--- start of Selected text ---

Wednesday, June 13, 2012

An 'American Grown' White House Recipe: Spinach Pie

A versatile dish that can be served for lunch, brunch or dinner...
Recipes from the White House chefs are featured in First Lady Michelle Obama's book American Grown: The Story of the White House Kitchen Garden and Gardens Across America, published on May 29, 2012. Spinach is grown in Mrs. Obama's Kitchen Garden virtually year-round, thanks to the use of hoop houses, protective covers that allow vegetables to grow through the winter. Executive Chef Cris Comerford's recipe for Spinach Pie is easy to make--it uses a pre-made crust--and is very versatile, Comerford notes in the book. (Above: Comerford cooking with the First Lady in a photo from the book)

"Fresh spinach takes a starring role in this satisfying, savory pie," Comerford wrote. "Perfect for a busy family, it can be made in advance and served hot, cold, or at room temperature. Try it for lunch, brunch, or dinner, served with a light green salad and fruit for dessert."

--- end of Selected text ---

Required actions —
1. Decide whether each statement agrees with the spinach pie post above: (a) The book American Grown was published on May 29, 2012. (b) Spinach grows in Mrs. Obama's Kitchen Garden only in the warm months. (c) Comerford's recipe calls for making the crust from scratch. For each, answer yes or no and quote the words of the post that settle it.
2. Carry the spinach pie post above forward, starting right after its final sentence.

--- start of Source material ---

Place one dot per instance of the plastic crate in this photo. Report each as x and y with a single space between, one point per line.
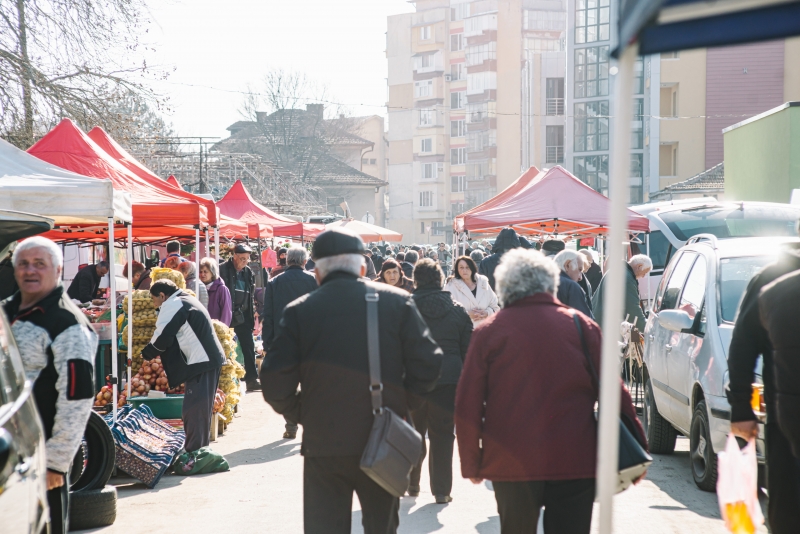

--- end of Source material ---

Task responses —
1.
(a) Yes: "published on May 29, 2012"
(b) No: "Spinach is grown in Mrs. Obama's Kitchen Garden virtually year-round"
(c) No: "it uses a pre-made crust"

2.
The very first recipe released by the Obama White House in 2009 was for Chef Comerford's side dish, No Cream Creamed Spinach.

Chef Comerford's recipe tip: "You can use whole or 2 percent milk instead of half-and-half if you prefer." The Top Toque also has a serving tip: "I like to put a dollop of Greek yogurt on my portion for extra tartness."

Check the sidebar of the blog for all White House recipes. Click here for 'American Grown' recipes.

Click here for an excerpt from 'American Grown.'

White House Spinach Pie

Ingredients
1 9-inch unbaked pie crust

2 tablespoons olive oil

6 cloves garlic, minced

1 small onion, chopped

1 pound fresh spinach, well washed and drained

Salt and freshly ground black pepper

2 large eggs, beaten

1 cup half-and-half

1 teaspoon grated lemon zest

1 teaspoon chopped fresh thyme leaves

6 ounces feta cheese, crumbled

8 ounces Swiss cheese, grated

Method
1. Preheat the oven to 375 degrees F. Place the pie crust on a rimmed baking sheet lined with foil or parchment paper.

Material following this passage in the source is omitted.